• **Problem description**: Transfer every line in the stretch of rows below, from the line containing "Object class to annotate: italian flag patch" through the line containing "[597, 187, 618, 209]", adding 134 to each bounding box coordinate.

• **Source material**:
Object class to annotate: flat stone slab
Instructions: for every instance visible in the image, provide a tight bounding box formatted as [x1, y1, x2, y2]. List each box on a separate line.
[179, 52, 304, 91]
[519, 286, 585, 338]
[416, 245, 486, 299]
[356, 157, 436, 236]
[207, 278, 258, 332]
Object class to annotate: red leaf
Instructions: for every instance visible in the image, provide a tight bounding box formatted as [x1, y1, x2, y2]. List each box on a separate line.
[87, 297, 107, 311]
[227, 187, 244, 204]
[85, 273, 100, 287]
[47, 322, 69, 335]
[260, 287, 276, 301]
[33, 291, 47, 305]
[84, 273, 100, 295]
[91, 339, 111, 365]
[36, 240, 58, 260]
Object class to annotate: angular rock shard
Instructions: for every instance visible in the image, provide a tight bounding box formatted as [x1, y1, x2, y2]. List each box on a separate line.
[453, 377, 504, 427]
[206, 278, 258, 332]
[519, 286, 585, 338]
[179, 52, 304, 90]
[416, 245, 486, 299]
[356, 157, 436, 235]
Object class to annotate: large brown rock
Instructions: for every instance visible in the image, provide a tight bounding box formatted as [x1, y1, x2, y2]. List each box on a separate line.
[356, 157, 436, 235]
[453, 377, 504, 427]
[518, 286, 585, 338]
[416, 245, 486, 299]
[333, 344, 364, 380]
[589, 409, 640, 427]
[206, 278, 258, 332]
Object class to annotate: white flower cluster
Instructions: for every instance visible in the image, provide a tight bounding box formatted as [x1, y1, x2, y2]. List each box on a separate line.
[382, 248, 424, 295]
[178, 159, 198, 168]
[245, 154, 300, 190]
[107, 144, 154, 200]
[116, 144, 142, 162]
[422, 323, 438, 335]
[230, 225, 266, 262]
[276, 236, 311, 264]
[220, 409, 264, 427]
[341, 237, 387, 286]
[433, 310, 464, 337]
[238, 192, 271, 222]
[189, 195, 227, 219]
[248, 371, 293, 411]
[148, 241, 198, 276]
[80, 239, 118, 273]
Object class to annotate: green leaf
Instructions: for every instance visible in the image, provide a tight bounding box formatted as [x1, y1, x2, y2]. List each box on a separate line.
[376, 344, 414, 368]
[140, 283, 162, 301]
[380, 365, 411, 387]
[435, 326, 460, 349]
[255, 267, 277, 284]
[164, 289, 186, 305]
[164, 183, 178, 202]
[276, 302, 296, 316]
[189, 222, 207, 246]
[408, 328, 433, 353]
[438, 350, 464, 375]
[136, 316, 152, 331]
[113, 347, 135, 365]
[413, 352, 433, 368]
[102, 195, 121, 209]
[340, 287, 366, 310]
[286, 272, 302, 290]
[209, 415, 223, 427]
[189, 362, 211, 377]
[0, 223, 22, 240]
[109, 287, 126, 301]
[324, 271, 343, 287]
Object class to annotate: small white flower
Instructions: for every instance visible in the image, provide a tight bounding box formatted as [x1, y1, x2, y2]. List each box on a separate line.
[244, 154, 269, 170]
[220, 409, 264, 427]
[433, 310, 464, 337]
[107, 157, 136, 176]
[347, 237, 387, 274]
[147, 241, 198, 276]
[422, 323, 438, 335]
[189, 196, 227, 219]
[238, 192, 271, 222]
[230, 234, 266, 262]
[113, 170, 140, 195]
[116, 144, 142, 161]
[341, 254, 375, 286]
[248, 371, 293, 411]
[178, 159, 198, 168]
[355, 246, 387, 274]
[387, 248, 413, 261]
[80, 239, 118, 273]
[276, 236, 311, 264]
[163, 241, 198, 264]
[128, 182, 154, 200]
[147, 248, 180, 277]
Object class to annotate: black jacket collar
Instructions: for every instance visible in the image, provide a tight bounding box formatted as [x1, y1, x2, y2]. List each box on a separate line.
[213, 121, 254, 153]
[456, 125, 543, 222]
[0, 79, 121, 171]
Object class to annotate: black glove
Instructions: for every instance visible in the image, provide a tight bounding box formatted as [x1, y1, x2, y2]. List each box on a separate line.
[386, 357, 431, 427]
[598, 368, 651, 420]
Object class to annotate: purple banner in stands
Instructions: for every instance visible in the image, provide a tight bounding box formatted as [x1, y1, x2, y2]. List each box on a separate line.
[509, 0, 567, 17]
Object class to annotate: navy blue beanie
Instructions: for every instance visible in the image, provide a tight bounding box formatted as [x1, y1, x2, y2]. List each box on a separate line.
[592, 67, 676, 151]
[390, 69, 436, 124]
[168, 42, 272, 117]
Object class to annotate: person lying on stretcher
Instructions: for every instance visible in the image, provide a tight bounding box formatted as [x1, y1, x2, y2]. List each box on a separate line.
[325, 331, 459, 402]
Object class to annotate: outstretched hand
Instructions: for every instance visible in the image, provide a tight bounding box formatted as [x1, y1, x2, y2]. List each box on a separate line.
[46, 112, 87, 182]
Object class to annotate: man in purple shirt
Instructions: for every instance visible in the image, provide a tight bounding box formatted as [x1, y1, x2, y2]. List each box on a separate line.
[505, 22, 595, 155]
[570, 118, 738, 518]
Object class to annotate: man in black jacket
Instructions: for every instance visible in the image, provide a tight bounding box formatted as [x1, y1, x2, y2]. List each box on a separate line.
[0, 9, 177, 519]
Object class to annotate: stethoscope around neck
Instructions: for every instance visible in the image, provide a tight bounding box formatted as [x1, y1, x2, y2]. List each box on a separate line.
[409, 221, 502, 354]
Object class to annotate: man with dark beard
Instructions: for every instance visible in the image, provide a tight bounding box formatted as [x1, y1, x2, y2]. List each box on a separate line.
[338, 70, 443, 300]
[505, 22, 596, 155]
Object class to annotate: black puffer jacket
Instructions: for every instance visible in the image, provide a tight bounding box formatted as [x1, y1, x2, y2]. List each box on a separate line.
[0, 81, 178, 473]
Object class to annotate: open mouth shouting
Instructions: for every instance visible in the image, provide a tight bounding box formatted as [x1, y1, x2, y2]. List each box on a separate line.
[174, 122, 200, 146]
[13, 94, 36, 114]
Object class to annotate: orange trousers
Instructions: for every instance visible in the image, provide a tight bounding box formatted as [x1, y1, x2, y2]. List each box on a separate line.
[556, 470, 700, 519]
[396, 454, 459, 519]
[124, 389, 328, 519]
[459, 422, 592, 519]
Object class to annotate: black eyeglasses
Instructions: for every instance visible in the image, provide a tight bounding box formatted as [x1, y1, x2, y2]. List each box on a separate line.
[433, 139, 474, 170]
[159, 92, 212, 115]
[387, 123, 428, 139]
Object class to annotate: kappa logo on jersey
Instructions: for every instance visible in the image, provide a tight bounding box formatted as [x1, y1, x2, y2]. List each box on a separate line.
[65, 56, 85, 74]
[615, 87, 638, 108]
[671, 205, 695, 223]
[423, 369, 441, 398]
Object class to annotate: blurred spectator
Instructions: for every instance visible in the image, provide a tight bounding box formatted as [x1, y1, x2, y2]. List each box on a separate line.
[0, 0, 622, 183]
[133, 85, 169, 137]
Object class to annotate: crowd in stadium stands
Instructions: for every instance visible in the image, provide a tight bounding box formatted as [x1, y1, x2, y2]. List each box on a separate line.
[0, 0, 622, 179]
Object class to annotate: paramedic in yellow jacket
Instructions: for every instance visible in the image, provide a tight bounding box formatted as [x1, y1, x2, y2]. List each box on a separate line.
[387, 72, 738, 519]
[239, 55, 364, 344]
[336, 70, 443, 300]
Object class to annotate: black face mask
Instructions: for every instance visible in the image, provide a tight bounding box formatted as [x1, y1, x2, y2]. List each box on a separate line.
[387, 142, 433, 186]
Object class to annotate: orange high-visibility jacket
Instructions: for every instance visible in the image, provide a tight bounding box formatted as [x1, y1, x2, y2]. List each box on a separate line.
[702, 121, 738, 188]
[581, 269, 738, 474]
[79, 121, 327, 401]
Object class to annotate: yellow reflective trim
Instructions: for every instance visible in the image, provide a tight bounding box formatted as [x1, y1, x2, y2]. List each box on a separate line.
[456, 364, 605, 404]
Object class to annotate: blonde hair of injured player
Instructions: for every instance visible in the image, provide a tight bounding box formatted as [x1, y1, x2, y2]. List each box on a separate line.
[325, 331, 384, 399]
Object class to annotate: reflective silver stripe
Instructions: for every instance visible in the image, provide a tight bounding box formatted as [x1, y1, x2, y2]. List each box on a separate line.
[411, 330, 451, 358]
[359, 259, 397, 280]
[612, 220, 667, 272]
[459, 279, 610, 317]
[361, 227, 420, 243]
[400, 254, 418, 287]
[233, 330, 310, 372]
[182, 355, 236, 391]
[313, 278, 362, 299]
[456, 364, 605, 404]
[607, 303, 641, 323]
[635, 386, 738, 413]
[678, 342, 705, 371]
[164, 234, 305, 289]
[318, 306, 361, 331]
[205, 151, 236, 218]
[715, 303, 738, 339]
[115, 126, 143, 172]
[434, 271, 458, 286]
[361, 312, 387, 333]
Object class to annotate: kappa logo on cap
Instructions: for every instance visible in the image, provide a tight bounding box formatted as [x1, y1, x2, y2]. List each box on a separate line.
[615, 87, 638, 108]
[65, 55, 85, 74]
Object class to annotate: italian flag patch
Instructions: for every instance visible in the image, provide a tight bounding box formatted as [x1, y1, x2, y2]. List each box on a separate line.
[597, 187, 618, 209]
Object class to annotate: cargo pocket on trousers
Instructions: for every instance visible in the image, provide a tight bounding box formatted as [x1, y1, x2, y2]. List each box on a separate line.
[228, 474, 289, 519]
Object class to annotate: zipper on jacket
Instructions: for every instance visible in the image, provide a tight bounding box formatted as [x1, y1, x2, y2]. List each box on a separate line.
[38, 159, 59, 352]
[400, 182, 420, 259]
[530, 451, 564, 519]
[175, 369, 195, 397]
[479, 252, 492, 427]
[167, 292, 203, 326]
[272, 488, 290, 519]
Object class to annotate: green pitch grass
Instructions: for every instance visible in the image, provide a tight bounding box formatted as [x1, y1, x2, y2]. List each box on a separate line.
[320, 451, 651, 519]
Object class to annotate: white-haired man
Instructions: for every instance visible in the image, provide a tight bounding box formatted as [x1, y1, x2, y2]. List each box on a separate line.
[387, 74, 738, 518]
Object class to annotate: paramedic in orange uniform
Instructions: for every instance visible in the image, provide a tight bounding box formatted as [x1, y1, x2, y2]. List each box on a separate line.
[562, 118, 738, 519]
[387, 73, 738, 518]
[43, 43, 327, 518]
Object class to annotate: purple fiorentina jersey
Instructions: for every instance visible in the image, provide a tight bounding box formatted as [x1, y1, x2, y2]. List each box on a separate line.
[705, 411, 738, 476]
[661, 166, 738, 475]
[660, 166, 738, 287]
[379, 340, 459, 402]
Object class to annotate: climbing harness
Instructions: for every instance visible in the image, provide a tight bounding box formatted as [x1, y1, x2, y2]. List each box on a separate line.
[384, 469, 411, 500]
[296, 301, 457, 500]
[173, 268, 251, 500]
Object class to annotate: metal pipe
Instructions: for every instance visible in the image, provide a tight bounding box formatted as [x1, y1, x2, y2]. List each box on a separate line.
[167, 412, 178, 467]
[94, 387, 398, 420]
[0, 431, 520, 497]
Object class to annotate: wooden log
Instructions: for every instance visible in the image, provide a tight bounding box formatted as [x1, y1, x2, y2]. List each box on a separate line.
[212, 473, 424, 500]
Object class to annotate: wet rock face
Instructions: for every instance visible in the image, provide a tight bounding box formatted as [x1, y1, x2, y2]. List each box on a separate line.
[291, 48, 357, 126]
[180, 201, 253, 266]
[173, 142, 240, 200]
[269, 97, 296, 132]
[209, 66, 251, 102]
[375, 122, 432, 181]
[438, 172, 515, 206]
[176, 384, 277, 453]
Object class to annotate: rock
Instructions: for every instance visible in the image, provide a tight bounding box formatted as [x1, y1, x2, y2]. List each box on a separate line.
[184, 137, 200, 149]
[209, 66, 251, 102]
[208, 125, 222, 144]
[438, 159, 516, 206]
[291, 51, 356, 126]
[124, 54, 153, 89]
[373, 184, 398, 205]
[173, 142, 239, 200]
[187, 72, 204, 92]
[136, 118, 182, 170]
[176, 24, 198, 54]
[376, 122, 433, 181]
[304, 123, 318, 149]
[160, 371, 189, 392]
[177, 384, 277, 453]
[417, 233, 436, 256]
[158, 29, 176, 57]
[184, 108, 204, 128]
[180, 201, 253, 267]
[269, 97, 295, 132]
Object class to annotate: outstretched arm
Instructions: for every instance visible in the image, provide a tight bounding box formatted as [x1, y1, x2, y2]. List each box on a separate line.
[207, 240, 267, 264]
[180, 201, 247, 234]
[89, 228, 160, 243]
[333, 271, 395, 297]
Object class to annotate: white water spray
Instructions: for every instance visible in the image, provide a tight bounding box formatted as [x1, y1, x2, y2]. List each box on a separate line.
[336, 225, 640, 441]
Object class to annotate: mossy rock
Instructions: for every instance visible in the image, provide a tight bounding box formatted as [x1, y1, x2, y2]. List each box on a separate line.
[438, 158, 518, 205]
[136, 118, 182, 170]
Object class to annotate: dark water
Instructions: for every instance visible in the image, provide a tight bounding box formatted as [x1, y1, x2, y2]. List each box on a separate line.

• **Correct answer**:
Object class to annotate: italian flag patch
Instructions: for every instance visible in the image, provide a tight bounding box formatted as [x1, y1, x2, y2]. List each box on a separate line.
[731, 321, 752, 343]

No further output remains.